Lines from a collection:
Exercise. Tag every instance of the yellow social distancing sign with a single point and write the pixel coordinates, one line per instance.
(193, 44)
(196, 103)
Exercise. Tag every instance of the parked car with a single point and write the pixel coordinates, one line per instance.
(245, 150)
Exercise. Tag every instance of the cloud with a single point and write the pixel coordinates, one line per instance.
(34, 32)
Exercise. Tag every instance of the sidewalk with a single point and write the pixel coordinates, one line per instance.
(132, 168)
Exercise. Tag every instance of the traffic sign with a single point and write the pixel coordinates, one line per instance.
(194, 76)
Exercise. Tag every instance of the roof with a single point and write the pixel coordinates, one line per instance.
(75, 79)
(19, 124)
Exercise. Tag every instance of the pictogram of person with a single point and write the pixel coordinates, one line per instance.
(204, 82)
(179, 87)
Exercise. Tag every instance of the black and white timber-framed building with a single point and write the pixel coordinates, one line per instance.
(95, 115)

PROBLEM DESCRIPTION
Rewrite the stretch from the line containing "Exercise. Tag every instance of the black" through the end of the lines, substituting "half-timbered" for "timber-framed" and changing nothing else.

SOLVED EXERCISE
Exercise. Tag every instance of the black and white half-timbered building with a single point and write the pixel coordinates, one line per instance.
(95, 115)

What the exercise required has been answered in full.